**WHAT THE EXERCISE ASKS**
Put the entries into a Markdown table with the columns "Row" and "Line". Start at the beginning of the entries and end with the line containing "point(826, 866)", including that line. Give each line its own row, skip blank lines, and leave the pictures out of the answer.

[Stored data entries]
________________________

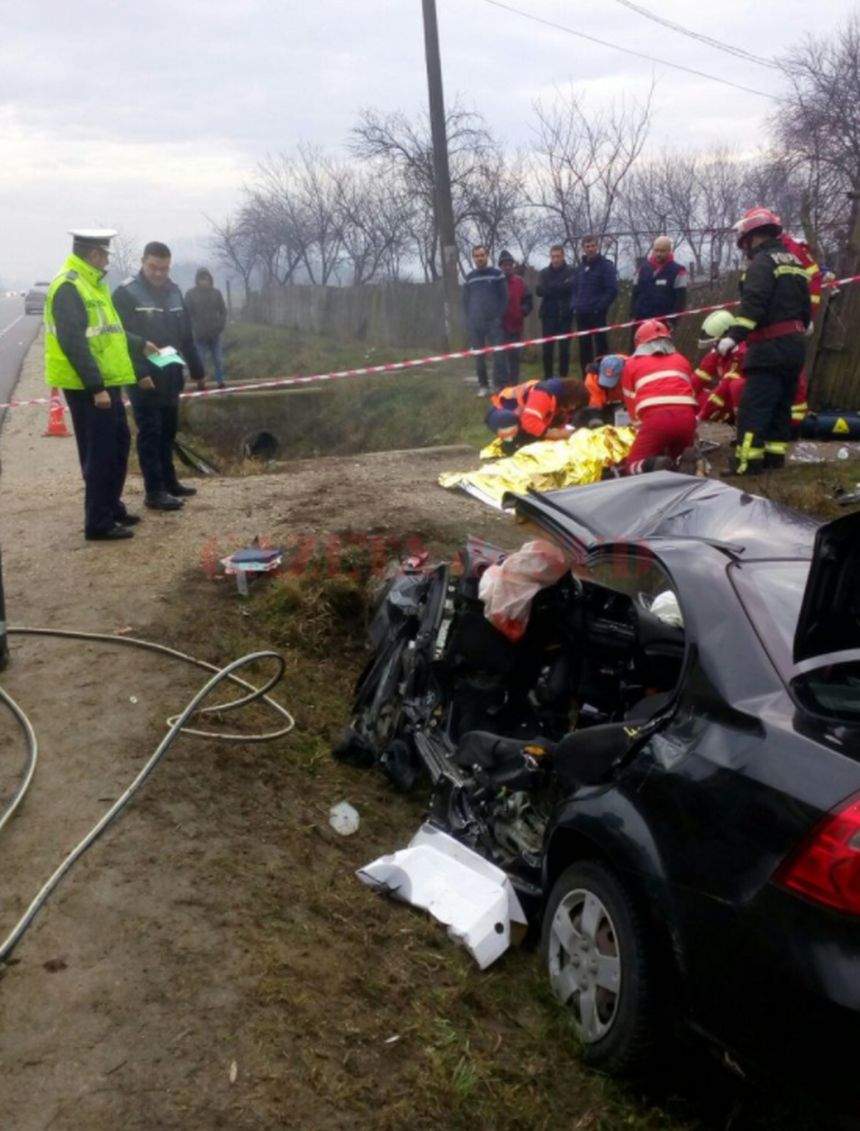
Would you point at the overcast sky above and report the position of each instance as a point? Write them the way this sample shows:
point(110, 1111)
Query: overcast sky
point(145, 117)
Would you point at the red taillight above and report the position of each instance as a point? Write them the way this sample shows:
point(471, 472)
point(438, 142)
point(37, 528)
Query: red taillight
point(826, 866)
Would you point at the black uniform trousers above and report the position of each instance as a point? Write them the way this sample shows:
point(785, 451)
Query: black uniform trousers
point(103, 440)
point(157, 421)
point(764, 414)
point(592, 345)
point(484, 333)
point(557, 324)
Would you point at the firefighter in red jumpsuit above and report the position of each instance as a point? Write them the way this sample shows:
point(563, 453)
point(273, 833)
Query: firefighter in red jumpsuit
point(658, 388)
point(535, 409)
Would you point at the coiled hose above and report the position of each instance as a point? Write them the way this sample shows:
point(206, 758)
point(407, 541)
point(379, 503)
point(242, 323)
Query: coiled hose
point(175, 726)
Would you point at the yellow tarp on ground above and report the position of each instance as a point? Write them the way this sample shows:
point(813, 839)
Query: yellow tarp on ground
point(544, 465)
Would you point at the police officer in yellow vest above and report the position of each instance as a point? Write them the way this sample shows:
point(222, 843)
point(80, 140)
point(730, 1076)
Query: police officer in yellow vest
point(87, 356)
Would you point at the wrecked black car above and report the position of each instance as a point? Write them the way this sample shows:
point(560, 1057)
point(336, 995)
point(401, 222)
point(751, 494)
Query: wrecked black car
point(667, 763)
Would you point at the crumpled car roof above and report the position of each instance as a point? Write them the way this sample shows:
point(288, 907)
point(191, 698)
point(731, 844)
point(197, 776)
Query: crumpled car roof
point(667, 504)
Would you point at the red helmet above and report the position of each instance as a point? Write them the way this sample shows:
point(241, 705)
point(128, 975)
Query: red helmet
point(651, 330)
point(755, 218)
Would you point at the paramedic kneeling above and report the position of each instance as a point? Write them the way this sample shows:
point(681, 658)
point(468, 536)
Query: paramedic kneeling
point(658, 388)
point(536, 409)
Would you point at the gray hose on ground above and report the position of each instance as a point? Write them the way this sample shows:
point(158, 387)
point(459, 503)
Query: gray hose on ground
point(175, 727)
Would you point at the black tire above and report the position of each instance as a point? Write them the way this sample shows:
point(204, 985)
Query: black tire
point(627, 1045)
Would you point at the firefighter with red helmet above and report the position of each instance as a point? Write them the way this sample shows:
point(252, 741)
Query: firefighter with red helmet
point(772, 319)
point(535, 409)
point(658, 388)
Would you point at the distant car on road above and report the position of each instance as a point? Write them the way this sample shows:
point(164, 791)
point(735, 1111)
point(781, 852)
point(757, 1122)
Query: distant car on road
point(34, 300)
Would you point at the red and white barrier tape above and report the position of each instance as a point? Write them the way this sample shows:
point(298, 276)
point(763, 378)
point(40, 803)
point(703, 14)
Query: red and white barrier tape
point(282, 382)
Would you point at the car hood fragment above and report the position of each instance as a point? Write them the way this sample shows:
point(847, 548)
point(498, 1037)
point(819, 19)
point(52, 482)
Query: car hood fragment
point(465, 892)
point(665, 504)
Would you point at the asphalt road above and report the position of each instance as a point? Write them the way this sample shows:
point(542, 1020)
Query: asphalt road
point(17, 331)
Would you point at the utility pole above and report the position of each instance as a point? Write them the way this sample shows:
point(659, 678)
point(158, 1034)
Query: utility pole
point(441, 175)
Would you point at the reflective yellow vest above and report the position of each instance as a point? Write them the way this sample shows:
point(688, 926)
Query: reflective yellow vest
point(105, 333)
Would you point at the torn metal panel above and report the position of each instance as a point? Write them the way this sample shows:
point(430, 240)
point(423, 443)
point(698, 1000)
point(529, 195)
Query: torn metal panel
point(469, 895)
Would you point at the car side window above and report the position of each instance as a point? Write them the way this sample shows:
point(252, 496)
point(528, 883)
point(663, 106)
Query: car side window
point(641, 578)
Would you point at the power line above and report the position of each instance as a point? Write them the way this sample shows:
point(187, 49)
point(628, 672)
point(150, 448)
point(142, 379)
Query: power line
point(628, 51)
point(738, 52)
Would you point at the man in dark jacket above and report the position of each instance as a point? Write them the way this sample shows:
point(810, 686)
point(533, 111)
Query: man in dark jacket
point(555, 288)
point(151, 305)
point(208, 314)
point(519, 305)
point(774, 313)
point(661, 284)
point(484, 301)
point(595, 286)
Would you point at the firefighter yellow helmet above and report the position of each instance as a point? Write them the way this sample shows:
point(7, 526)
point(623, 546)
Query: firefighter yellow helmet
point(715, 326)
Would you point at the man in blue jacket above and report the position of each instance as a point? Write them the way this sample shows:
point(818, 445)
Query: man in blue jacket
point(151, 305)
point(484, 301)
point(595, 286)
point(661, 284)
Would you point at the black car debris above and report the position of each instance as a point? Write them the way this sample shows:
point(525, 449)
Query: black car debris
point(676, 799)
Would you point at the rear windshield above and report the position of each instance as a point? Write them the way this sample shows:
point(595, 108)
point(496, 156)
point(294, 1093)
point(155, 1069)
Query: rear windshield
point(772, 593)
point(833, 690)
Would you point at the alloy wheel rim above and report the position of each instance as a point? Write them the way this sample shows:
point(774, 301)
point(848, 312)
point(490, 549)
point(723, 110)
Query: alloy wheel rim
point(585, 963)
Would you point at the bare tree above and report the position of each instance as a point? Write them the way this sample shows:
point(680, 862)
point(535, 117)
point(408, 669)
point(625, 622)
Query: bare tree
point(403, 149)
point(818, 131)
point(125, 255)
point(582, 161)
point(235, 250)
point(373, 216)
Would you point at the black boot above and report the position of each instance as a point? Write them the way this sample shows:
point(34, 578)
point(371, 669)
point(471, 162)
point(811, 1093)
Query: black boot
point(754, 467)
point(658, 464)
point(115, 534)
point(163, 501)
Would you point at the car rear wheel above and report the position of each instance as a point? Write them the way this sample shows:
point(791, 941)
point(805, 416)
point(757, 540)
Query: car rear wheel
point(598, 955)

________________________

**SOLVED EXERCISE**
| Row | Line |
|---|---|
| 1 | Would you point at the overcast sky above and report the position of each instance as a point? Write them the way this sample shows: |
| 2 | point(110, 1111) |
| 3 | Query: overcast sky |
| 4 | point(145, 117) |
| 5 | Would you point at the red taillight above and report the position of each instance as a point? Write them the way this sample shows: |
| 6 | point(471, 472) |
| 7 | point(438, 142) |
| 8 | point(37, 528) |
| 9 | Query: red taillight |
| 10 | point(826, 866) |